IBRC Plans Int’l Scientific Cooperation

IBRC Plans Int’l Scientific CooperationIBRC Plans Int’l Scientific Cooperation

A biorepository stores bacterial, human and environmental samples and is critical for research, diagnostic and teaching purposes. Long term storage of some living samples also helps scientists to preserve endangered animal and plant species for posterity.

Since the 1990s, biobanks (a type of biorepository) have become an important resource in medical research, supporting many types of contemporary research like genomics and personalized medicine.

To help achieve R&D goals, a biobank was set up a decade ago for the first time in the country. The Iranian Biological Research Center (IBRC) was established by the Academic Center for Education Culture and Research (ACECR) in 2006.  

ACECR which is a public non-government higher education institution (established in 1980) is involved in innovative R&D projects in different fields of science and technology.

▶ **USING THE INFORMATION**
A. List every kind of sample that the IBRC article says a biorepository stores.
B. Continue the IBRC article from the point where it stops.

▶ **GIVEN INFORMATION**
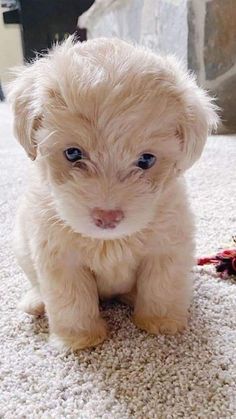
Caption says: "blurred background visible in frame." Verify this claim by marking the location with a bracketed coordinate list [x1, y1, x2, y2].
[0, 0, 236, 133]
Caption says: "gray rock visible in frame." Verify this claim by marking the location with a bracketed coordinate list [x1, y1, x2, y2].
[204, 0, 236, 80]
[214, 74, 236, 132]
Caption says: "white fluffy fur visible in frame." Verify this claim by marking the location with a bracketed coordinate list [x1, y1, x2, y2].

▶ **WRITTEN ANSWERS**
A. Bacterial, human, environmental

B.
“The nascent research center (compared with 30-year-old gene banks in European countries), has managed to reach fairly satisfactory levels of success through its activities,” said Abolhassan Shahzadeh Fazeli, head of the center, ISNA reported.

  Expanding Scientific Collaboration

Noting that the center has plans for enhancing international scientific cooperation, he said in line with these plans, IBRC signed a MoU with Italy’s Biodiversity Conservation Center of Cagliari (CCB) in mid-April to conduct joint projects and samples’ exchange. CCB’s mission is to study and conserve plant diversity.

So far, some samples have been purchased from several countries including, Spain, India, Egypt, and Algeria. “We have also exchanged samples with the US and France. The center has received some samples from the two countries and in return we have sent samples from our side.”

In the past few years, the IBRC has met the requirements of 150 educational centers and universities in the country by giving them access to rare genes.

Some of the recent activities of the center include preparation and preservation of 350 cell lines related to endangered animal breeds in the country in animal cell bank, investigating microbiome (the microorganisms in a particular environment) capacity of the Caspian Sea and discovery of different kinds of fungi and algae in lakes and seas.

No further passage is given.